TO BE DONE » Please switch "deep blue water" to "dark blue water" in everything from the start of the data down to the line containing "column 110, row 120", and write those lines out again with nothing else changed.

(Rows from a dataset)

+--

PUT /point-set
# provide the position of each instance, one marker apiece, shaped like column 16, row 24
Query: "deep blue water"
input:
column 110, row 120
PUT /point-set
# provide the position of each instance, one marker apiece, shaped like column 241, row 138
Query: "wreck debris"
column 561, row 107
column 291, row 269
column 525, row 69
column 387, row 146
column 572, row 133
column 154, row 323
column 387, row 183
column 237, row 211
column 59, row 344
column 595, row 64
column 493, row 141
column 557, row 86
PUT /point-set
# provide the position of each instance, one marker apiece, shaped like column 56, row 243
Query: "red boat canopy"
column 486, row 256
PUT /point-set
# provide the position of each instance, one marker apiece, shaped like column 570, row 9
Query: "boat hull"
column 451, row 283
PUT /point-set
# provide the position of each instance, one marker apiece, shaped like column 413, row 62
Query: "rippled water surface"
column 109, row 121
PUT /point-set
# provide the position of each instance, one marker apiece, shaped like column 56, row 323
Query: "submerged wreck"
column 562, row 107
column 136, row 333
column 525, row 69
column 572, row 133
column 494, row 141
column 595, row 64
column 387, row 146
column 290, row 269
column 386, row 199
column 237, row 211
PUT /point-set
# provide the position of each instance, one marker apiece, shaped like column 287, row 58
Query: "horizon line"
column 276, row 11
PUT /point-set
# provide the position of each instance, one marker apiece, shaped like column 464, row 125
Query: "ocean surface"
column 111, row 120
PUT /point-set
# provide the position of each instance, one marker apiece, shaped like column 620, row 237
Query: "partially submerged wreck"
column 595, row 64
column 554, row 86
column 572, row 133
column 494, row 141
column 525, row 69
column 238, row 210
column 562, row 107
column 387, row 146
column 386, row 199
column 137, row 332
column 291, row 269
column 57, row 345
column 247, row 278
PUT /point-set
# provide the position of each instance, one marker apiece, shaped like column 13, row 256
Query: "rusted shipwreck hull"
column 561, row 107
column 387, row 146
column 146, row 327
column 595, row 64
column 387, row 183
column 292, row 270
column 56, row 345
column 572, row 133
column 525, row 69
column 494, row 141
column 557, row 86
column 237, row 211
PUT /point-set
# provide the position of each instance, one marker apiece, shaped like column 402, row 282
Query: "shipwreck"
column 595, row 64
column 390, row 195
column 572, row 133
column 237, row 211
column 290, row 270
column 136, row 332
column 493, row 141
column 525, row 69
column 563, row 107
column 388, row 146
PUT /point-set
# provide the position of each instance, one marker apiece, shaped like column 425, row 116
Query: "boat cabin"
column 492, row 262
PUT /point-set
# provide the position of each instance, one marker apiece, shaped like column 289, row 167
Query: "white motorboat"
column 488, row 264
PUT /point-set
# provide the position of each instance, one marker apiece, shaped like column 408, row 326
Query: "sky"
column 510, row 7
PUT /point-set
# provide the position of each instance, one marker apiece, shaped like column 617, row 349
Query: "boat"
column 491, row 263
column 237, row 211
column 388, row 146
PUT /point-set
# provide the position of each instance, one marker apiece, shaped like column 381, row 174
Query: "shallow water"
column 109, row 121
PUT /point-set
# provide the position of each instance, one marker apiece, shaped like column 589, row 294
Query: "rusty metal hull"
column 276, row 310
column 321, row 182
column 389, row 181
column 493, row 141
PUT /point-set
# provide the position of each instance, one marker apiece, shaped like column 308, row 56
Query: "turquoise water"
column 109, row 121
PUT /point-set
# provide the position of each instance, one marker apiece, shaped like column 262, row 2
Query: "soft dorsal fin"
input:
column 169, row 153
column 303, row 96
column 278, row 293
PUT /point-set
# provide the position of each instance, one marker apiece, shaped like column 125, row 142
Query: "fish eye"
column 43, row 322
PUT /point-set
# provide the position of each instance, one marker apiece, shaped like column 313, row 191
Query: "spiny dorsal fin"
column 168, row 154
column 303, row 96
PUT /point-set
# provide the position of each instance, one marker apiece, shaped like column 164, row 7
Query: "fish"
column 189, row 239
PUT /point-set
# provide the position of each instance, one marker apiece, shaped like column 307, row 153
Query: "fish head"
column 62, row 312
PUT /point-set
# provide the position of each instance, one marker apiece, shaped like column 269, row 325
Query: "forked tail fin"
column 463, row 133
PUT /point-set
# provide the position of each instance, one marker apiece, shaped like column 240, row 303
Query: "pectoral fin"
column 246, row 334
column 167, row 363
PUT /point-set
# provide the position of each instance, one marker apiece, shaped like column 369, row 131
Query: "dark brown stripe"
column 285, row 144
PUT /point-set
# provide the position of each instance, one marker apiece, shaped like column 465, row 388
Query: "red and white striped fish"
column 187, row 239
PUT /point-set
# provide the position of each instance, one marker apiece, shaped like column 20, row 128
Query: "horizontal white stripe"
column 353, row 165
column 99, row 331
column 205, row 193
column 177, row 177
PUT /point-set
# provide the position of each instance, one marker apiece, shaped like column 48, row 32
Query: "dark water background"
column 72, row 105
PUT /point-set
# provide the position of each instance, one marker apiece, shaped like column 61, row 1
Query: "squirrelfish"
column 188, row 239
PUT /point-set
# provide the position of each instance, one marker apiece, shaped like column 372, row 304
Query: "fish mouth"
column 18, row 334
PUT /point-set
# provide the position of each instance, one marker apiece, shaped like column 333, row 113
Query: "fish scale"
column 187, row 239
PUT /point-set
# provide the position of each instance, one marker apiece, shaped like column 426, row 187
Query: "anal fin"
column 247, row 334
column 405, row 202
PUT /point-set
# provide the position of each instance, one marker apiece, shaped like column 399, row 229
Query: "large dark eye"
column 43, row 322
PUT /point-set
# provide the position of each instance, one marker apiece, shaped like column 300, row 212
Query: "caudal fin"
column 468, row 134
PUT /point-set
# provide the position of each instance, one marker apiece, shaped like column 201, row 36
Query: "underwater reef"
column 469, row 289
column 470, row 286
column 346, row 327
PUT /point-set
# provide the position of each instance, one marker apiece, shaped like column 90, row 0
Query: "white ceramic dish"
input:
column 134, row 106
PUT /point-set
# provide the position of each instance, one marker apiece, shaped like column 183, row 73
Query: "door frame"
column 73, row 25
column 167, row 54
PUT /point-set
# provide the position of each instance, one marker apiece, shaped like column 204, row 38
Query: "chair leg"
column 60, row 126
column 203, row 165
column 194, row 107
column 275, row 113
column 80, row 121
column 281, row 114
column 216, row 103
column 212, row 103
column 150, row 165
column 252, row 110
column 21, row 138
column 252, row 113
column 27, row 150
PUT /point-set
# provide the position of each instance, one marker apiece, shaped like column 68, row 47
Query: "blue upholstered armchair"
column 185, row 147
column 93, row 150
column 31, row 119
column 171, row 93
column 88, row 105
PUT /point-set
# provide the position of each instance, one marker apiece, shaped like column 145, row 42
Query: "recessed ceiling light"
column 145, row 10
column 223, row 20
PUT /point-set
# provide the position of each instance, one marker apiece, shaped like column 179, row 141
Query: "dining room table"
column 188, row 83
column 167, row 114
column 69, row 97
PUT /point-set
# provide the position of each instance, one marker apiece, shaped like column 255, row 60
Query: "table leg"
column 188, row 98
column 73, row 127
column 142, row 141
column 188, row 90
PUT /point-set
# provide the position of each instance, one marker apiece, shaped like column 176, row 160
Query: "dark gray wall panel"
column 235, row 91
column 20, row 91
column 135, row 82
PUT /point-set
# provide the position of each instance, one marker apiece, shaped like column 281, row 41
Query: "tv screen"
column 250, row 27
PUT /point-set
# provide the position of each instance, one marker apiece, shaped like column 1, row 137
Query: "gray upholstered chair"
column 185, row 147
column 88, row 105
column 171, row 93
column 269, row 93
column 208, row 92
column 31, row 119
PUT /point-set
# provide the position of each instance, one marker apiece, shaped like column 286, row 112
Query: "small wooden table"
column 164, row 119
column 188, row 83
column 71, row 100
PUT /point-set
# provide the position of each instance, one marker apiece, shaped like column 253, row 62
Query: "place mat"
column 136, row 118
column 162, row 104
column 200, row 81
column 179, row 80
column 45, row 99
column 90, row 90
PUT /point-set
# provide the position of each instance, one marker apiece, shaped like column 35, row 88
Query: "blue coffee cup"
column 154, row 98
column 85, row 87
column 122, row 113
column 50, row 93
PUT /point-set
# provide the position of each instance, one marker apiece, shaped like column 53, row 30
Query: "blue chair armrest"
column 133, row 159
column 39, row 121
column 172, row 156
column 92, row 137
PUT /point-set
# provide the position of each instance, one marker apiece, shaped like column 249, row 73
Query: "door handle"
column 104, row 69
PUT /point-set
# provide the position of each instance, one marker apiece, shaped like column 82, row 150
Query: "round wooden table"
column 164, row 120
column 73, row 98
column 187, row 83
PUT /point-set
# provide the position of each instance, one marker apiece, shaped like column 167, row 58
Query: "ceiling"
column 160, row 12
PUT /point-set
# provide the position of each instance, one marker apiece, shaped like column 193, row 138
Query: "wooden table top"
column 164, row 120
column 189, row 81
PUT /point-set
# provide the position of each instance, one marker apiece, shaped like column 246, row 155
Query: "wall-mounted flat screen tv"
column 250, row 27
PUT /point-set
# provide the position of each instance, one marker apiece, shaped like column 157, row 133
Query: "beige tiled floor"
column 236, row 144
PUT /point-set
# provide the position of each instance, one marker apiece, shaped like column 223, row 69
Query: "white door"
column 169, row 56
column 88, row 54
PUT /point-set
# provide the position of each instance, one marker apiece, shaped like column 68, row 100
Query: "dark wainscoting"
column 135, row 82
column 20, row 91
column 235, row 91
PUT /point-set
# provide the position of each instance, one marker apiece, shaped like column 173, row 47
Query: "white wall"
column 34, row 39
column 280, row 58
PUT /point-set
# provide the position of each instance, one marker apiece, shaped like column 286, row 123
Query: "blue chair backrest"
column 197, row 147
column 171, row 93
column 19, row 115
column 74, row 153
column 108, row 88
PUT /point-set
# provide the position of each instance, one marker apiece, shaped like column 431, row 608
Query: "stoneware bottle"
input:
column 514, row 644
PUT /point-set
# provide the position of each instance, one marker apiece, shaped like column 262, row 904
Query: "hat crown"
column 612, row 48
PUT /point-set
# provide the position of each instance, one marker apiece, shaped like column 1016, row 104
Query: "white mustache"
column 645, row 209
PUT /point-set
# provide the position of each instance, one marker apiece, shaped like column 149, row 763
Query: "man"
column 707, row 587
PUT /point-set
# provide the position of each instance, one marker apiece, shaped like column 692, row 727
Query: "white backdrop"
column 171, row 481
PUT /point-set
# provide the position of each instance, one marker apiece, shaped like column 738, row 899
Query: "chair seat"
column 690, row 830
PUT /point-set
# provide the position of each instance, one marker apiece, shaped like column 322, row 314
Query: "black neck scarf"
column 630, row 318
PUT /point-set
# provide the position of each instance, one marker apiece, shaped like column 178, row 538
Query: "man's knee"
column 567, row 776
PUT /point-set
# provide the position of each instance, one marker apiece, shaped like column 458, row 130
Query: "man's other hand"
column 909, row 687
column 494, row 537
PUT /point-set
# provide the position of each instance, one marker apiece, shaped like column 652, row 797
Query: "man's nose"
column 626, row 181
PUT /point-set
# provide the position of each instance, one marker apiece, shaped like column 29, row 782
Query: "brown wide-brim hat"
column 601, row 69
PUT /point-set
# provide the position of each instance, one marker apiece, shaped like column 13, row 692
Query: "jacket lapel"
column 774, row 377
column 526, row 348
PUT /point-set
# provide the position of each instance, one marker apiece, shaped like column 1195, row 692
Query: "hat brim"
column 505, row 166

+--

ANSWER »
PUT /point-set
# provide the position of each instance, one marker apiece, shaped like column 16, row 24
Query: "dark blue water"
input:
column 110, row 120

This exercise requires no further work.